## BEGIN
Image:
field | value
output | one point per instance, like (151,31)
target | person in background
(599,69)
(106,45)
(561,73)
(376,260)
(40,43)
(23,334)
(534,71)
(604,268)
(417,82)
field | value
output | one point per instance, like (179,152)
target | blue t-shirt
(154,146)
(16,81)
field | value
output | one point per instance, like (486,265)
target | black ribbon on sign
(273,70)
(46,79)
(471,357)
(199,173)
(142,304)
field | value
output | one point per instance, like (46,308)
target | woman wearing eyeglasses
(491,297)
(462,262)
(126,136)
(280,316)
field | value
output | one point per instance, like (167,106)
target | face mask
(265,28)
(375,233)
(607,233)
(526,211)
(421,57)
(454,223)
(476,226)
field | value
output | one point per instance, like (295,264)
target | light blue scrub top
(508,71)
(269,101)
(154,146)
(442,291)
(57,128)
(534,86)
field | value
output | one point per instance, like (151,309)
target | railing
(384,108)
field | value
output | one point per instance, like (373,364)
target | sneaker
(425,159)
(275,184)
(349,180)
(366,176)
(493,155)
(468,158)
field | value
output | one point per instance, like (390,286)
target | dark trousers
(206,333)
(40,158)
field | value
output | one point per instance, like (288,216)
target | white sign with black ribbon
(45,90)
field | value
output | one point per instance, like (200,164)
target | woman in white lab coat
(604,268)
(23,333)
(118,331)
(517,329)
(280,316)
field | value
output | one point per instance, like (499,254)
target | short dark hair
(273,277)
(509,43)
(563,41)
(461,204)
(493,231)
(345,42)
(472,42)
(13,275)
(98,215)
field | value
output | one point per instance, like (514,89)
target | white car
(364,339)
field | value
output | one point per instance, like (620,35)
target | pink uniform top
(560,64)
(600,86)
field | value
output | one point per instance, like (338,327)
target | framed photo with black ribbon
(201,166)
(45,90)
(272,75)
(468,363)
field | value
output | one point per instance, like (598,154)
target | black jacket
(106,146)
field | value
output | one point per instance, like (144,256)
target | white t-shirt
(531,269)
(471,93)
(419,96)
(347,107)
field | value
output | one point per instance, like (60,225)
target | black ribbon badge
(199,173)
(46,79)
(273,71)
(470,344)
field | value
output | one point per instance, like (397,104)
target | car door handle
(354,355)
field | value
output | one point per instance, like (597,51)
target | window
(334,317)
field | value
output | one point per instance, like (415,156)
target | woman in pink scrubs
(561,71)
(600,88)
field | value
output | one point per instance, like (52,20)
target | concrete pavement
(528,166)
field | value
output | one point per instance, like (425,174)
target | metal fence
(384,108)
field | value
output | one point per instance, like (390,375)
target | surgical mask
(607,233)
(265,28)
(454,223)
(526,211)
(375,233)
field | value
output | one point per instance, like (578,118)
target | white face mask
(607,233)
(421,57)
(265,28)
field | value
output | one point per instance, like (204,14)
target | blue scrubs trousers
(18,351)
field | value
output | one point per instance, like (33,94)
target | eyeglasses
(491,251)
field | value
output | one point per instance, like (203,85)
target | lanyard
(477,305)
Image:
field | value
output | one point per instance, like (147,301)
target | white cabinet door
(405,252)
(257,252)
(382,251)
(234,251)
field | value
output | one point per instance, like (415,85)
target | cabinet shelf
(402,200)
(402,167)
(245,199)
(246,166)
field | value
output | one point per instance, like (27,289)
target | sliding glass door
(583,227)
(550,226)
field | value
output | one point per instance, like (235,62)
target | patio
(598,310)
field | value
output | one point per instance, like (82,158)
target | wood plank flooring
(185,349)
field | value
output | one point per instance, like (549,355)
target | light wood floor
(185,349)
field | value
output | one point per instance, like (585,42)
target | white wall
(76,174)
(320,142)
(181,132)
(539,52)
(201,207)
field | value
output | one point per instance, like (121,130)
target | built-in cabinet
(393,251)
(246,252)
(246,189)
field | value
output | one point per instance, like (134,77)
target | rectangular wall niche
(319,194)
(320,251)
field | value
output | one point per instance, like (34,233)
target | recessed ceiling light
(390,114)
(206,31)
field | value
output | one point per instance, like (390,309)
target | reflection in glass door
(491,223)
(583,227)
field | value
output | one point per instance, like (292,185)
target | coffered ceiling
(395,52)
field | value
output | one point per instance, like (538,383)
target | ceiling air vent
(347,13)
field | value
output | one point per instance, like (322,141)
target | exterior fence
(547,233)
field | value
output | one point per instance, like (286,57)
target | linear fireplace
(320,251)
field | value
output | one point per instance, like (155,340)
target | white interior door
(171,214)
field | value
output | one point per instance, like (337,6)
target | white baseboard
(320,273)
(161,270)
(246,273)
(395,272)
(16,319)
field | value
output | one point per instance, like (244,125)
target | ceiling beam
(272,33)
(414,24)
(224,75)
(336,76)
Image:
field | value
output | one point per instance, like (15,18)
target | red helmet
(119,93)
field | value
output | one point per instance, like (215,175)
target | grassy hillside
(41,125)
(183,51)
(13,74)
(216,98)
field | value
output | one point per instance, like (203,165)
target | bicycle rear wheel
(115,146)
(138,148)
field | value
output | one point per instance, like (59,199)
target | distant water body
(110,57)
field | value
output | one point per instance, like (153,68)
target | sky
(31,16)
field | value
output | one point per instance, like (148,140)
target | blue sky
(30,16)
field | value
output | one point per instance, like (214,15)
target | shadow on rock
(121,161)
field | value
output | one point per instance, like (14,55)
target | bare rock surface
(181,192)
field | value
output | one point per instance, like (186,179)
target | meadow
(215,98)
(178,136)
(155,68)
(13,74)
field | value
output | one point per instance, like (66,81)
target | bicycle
## END
Objective -> Could you transcribe the records in full, exactly?

Full output ->
Image:
field | value
output | one point per instance, like (151,31)
target | person in background
(599,69)
(106,45)
(561,73)
(376,260)
(40,43)
(23,334)
(534,71)
(604,268)
(417,82)
field | value
output | one point per instance, like (179,152)
target | blue t-shirt
(154,146)
(16,81)
field | value
output | one point per instance, like (486,265)
target | black ribbon on sign
(273,70)
(46,79)
(471,357)
(199,173)
(142,304)
field | value
output | one point per instance, like (46,308)
target | woman wearing eyeglasses
(491,297)
(462,262)
(126,136)
(280,316)
field | value
output | one point per instance, like (167,106)
target | face mask
(265,28)
(375,233)
(607,233)
(526,211)
(421,57)
(454,223)
(476,226)
field | value
output | one point per instance, like (295,264)
target | light blue scrub top
(508,71)
(269,101)
(154,146)
(442,291)
(57,128)
(534,86)
field | value
output | one point per instance, like (151,309)
target | railing
(384,108)
field | value
output | one point per instance, like (373,364)
target | sneaker
(425,159)
(275,184)
(349,180)
(366,176)
(493,155)
(468,158)
field | value
output | one point per instance, like (390,286)
target | dark trousers
(206,333)
(40,158)
field | value
output | one point per instance, like (288,216)
target | white sign with black ribbon
(45,90)
field | value
output | one point per instance, like (200,164)
target | woman in white lab coat
(604,268)
(23,333)
(118,331)
(517,329)
(280,316)
field | value
output | one point per instance, like (499,254)
target | short dark hair
(273,277)
(509,43)
(563,41)
(461,204)
(493,231)
(345,42)
(472,42)
(13,275)
(98,215)
field | value
output | one point per instance, like (514,89)
target | white car
(364,339)
field | value
output | one point per instance, like (620,35)
target | pink uniform top
(560,64)
(600,86)
field | value
output | one point per instance, like (338,327)
target | framed photo with black ribbon
(201,166)
(45,90)
(272,75)
(468,363)
field | value
output | one point per instance, like (598,154)
target | black jacket
(106,146)
field | value
output | one point per instance, like (144,256)
target | white t-shirt
(531,269)
(471,93)
(419,96)
(347,107)
field | value
output | one point per instance, like (60,225)
target | black ribbon badge
(199,173)
(46,79)
(273,71)
(470,344)
field | value
output | one point per instance, like (397,104)
target | car door handle
(354,355)
field | value
output | one point per instance, like (597,51)
target | window
(334,317)
field | value
output | one point per instance, like (415,156)
target | woman in pink scrubs
(561,71)
(600,88)
field | value
output | one point per instance, like (52,20)
target | concrete pavement
(528,166)
field | value
output | one point per instance, like (425,174)
target | metal fence
(384,108)
field | value
output | one point per instance, like (390,375)
target | surgical mask
(607,233)
(265,28)
(454,223)
(526,211)
(375,233)
field | value
output | one point per instance, like (578,118)
target | white face mask
(607,233)
(421,57)
(265,28)
field | value
output | one point per instance, like (204,14)
target | blue scrubs trousers
(18,351)
field | value
output | one point per instance, like (33,94)
target | eyeglasses
(491,251)
field | value
output | one point per instance, like (203,85)
target | lanyard
(477,305)
Image:
field | value
output | one point per instance, like (147,301)
target | white cabinet door
(405,252)
(257,252)
(382,251)
(234,251)
field | value
output | one point per instance, like (415,85)
target | cabinet shelf
(402,200)
(402,167)
(245,199)
(246,166)
field | value
output | one point per instance, like (27,289)
target | sliding glass door
(583,227)
(550,226)
field | value
output | one point per instance, like (235,62)
target | patio
(598,310)
field | value
output | one point per instance, like (82,158)
target | wood plank flooring
(185,349)
field | value
output | one point per instance, like (549,355)
target | light wood floor
(185,349)
field | value
output | one point per instance, like (585,42)
target | white wall
(76,174)
(320,142)
(181,132)
(539,52)
(201,207)
field | value
output | one point per instance, like (121,130)
target | built-in cabinet
(393,251)
(246,252)
(246,189)
field | value
output | one point per instance, like (134,77)
target | rectangular wall niche
(319,194)
(320,251)
field | value
output | one point per instance, like (34,233)
target | recessed ceiling light
(390,114)
(206,31)
field | value
output | one point per instance, like (390,309)
target | reflection in glass door
(491,223)
(583,227)
field | value
output | one point per instance, like (292,185)
target | coffered ceiling
(395,52)
field | value
output | one point per instance, like (538,383)
target | ceiling air vent
(347,13)
field | value
output | one point per instance, like (322,141)
target | exterior fence
(547,233)
field | value
output | one point per instance, like (286,57)
target | linear fireplace
(320,251)
field | value
output | one point per instance, like (155,340)
target | white interior door
(171,214)
field | value
output | one point per instance, like (337,6)
target | white baseboard
(320,273)
(161,270)
(246,273)
(395,272)
(16,319)
field | value
output | one point per instance, like (244,125)
target | ceiling beam
(272,33)
(414,24)
(224,75)
(336,76)
Image:
field | value
output | one point per instance, like (15,18)
target | red helmet
(119,93)
field | value
output | one point per instance, like (215,175)
target | grassy hillside
(41,125)
(183,51)
(13,74)
(216,98)
field | value
output | one point per instance, like (203,165)
target | bicycle rear wheel
(115,146)
(138,148)
field | value
output | one point per instance, like (59,199)
target | distant water body
(110,57)
field | value
output | one point per instance, like (153,68)
target | sky
(31,16)
field | value
output | one point per instance, like (148,140)
target | blue sky
(30,16)
field | value
output | one point per instance, like (214,15)
target | shadow on rock
(121,161)
field | value
output | one point per instance, like (14,55)
target | bare rock surface
(181,192)
field | value
output | one point per instance, like (186,179)
target | meadow
(215,98)
(178,136)
(155,68)
(13,74)
field | value
output | one point per instance, like (66,81)
target | bicycle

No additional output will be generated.